• Here’s An Easier Way To Master Secondary Dominant Chords

    in Chords & Progressions,Piano

    secondary dominant chords

    There’s finally an easier way to master secondary dominant chords.

    In a previous post, we did a study on secondary dominant chords. We covered their harmonic function as passing chords that resolve to scale degree chords.

    Considering that beyond understanding what secondary dominant chords are, we ought to have them on our fingertips, we’ll be going deeper into today’s post by looking at two easier approaches to determining the secondary dominant of a scale degree chord.

    You may want to know more about secondary dominant chords before we proceed.

    Review Of Secondary Dominant Chords

    The term dominant refers to the “fifth degree” of a major scale.

    Chords built on the fifth degree or chord 5 (aka – “dominant [seventh] chords”) are the strongest chords in terms of resolution to chord 1 and this is because of a variety of reasons we can’t delve into right now.

    By the way, considering that the end of a song has to have a sense of finality, most songs end by a chord progression from chord 5 to chord 1. This happens a lot of the time because there’s no better way to give a sense of finality outside the use of chord 5 (aka – “the dominant seventh chord”) to chord 1.

    The concept of secondary dominant chords bothers on imitating this chord 5 to chord 1 relationship.

    The same way the chord of the fifth degree (the dominant chord) resolves to chord 1, secondary dominant chords have their fifth relationship respectively with other scale degrees.

    Take a look at these illustrations…

    The second tone of key C major:

    …is D:

    …and music scholars refer to scale degree chords that are formed on this tone as chord 2.

    Although we’re not in the key of D, however, the concept of secondary dominant has to do with imitating (or reproducing) the chord 5 to chord 1 (aka – “fifth”) relationship in the second tone of the scale. To do this, we’ll be using a chord formed on the dominant or fifth degree of the D major scale to resolve to chord 2.

    To learn more about dominant seventh chords, check out this post on an in-depth study of the dominant seventh chord.

* * *

Carry the article on secondary dominant chords forward from its last sentence.

* * *

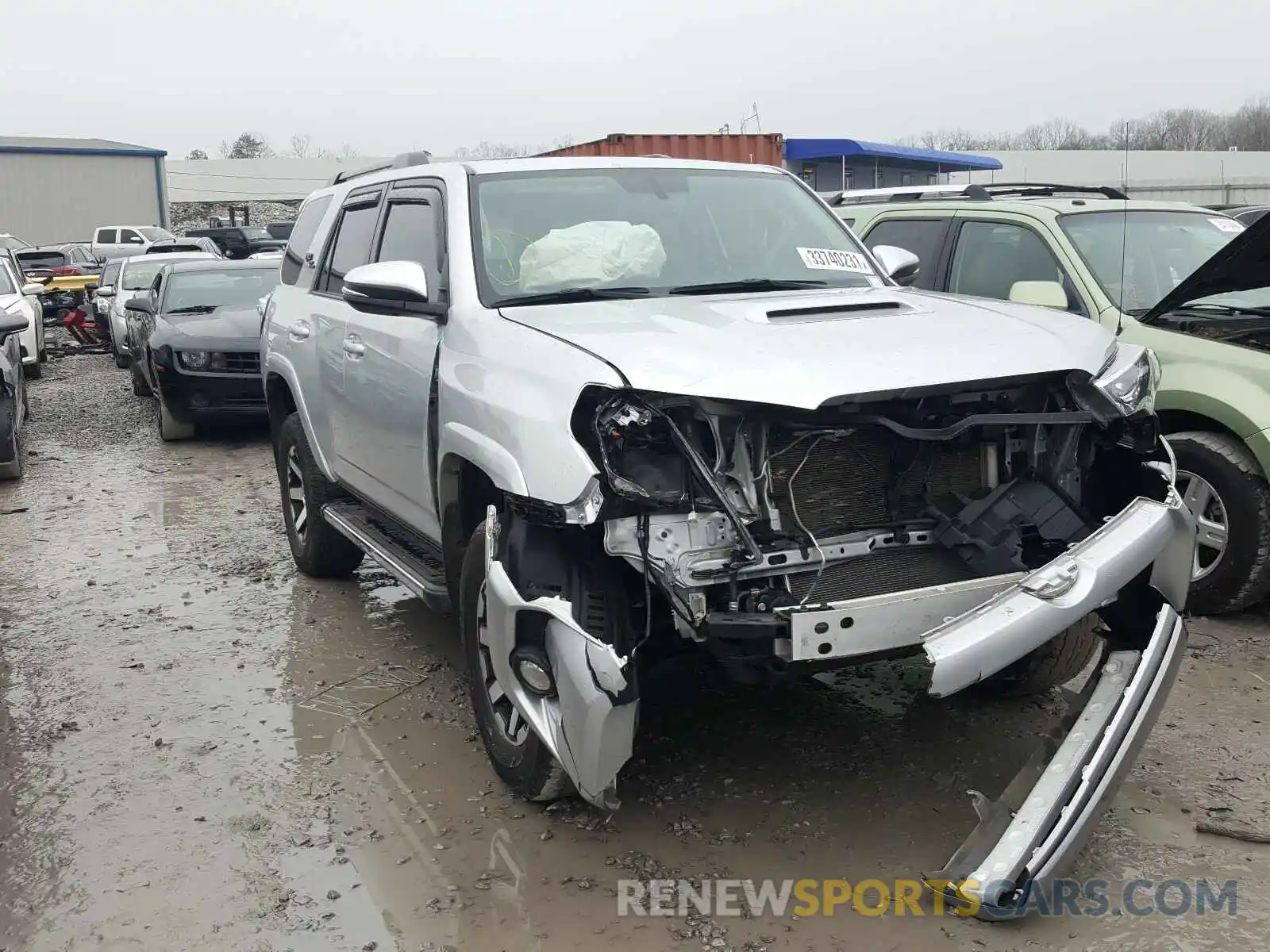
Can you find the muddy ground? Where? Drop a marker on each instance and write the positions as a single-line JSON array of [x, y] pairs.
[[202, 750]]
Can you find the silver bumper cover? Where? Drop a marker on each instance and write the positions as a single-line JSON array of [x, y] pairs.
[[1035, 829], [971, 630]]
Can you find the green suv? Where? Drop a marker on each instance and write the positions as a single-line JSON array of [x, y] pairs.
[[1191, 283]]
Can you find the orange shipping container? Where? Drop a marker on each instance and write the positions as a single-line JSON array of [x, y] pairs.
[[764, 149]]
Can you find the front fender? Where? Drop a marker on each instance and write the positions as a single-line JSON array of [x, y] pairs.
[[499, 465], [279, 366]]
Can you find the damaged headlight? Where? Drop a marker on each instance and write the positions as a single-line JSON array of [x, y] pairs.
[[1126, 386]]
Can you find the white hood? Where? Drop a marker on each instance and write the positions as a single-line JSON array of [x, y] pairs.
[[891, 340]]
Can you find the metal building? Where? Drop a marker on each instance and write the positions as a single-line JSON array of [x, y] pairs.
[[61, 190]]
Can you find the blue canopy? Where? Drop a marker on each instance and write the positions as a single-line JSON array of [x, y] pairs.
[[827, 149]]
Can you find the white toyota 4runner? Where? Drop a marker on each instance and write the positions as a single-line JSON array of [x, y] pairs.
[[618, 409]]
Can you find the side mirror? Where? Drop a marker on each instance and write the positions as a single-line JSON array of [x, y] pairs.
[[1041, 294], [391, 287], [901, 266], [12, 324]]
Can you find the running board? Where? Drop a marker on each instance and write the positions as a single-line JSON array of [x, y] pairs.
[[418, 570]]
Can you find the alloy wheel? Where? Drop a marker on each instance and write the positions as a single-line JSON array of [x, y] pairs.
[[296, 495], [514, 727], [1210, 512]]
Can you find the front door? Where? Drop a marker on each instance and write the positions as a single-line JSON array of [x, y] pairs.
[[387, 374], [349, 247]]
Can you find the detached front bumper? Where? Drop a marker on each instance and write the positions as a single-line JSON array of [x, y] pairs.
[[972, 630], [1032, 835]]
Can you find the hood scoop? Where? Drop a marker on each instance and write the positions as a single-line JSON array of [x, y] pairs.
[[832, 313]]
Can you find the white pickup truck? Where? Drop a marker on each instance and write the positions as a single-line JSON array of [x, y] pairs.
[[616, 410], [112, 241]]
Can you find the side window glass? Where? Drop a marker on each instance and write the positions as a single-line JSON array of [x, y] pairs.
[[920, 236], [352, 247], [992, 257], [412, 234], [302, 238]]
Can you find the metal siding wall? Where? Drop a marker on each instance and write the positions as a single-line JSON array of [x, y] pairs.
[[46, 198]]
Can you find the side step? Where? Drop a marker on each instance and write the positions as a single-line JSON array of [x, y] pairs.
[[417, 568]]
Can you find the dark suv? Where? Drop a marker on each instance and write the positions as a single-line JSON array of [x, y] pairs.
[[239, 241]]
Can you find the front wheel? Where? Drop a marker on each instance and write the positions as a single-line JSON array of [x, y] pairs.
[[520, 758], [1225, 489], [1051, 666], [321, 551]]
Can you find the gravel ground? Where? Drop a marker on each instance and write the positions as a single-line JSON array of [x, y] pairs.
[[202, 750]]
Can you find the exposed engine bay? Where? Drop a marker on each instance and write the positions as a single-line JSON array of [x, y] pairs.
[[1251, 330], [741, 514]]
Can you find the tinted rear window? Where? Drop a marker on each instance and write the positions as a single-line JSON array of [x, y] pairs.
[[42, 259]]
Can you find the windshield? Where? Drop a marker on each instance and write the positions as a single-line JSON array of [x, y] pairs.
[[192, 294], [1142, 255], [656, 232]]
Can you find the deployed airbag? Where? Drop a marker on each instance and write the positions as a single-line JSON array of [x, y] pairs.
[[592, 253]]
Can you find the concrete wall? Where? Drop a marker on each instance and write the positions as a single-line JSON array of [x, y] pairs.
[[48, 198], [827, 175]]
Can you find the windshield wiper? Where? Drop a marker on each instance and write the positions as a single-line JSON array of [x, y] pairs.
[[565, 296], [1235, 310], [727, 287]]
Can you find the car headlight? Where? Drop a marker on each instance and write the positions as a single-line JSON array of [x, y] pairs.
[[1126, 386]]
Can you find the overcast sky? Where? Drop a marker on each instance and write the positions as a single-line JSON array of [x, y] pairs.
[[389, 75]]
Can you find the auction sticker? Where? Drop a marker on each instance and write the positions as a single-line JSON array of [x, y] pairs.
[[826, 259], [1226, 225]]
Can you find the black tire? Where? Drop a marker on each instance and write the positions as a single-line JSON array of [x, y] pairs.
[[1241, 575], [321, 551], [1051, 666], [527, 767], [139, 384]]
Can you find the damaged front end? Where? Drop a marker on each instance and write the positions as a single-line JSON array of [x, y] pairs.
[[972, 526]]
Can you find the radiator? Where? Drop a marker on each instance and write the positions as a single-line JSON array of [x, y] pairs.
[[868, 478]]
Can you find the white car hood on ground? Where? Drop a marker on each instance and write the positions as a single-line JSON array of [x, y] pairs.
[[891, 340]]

* * *

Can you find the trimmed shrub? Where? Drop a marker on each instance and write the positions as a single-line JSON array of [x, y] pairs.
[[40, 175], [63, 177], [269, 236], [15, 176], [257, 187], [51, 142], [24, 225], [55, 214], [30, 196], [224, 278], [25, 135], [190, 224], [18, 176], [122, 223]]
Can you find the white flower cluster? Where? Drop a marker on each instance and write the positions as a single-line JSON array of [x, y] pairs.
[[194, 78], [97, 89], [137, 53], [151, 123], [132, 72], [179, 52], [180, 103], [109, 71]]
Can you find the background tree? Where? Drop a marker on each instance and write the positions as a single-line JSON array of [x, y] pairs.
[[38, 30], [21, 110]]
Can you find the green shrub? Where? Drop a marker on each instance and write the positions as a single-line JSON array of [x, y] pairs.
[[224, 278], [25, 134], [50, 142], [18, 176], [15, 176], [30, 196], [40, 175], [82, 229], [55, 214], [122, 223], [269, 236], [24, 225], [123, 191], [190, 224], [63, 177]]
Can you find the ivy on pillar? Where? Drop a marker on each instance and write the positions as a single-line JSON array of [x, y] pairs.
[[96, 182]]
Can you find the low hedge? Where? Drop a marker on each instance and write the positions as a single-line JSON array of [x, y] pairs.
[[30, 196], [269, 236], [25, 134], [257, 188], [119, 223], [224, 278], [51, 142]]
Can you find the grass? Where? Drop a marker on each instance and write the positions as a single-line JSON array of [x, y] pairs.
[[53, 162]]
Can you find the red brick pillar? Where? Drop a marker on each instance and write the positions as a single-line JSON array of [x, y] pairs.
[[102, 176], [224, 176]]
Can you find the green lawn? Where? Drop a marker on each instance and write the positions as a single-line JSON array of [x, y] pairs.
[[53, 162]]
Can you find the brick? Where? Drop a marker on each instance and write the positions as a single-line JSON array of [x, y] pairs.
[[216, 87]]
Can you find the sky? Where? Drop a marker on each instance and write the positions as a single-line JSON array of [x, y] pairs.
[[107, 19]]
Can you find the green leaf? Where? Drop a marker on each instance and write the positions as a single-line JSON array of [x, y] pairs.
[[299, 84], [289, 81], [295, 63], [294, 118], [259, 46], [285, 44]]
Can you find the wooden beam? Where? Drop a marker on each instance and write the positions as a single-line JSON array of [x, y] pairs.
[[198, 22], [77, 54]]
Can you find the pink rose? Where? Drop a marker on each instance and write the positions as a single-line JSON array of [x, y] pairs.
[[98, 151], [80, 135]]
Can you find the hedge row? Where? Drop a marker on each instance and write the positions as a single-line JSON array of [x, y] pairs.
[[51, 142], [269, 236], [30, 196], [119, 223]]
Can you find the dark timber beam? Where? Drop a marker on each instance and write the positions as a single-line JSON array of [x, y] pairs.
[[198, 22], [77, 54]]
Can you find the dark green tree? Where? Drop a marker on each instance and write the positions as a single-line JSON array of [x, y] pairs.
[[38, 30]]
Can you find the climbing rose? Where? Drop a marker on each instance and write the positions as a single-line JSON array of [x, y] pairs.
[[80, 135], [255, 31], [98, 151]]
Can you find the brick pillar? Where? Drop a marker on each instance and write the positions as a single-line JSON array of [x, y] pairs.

* * *

TASK RESPONSE:
    In a nutshell, secondary dominant chords are passing chords that take us to scale degree chords. These passing chords are a perfect fifth above the root of their respective scale degree chords.

    In sync with their respective functions, secondary dominant seventh chords are named in respect to the scale degree chord they resolve to…

    The secondary dominant of chord 2 is known as five of chord 2.

    The secondary dominant of chord 6 is known as five of chord 6.

    Further reading: Passing Chords 101: Introduction to Secondary Dominant Chords.

    Beyond this point, I’ll assume that you’re already acquainted with the concept of secondary dominant chords. If you think my assumption is wrong, then I suggest you follow the reading suggestion.

    “How Do I Know The Secondary Dominant Of A Given Scale Degree?”

    Beyond the challenges of the knowing secondary dominant chords lies the challenge of knowing the secondary dominant chord of all scale degrees in all twelve keys.

    In this segment, we’ll be exploring two techniques that can help anyone learn the secondary dominant of any given scale degree.

    Technique #1 – Using Major or Minor Triads

    You can determine the secondary dominant of a given scale degree if you know the major or minor triad of that scale degree.

    This is simple and practical. Here’s a background knowledge on this technique…

    The triad consists of a root, third, and fifth tone. The C major triad:

    …has C:

    …as its root, E:

    …as its third, and G:

    …as its fifth.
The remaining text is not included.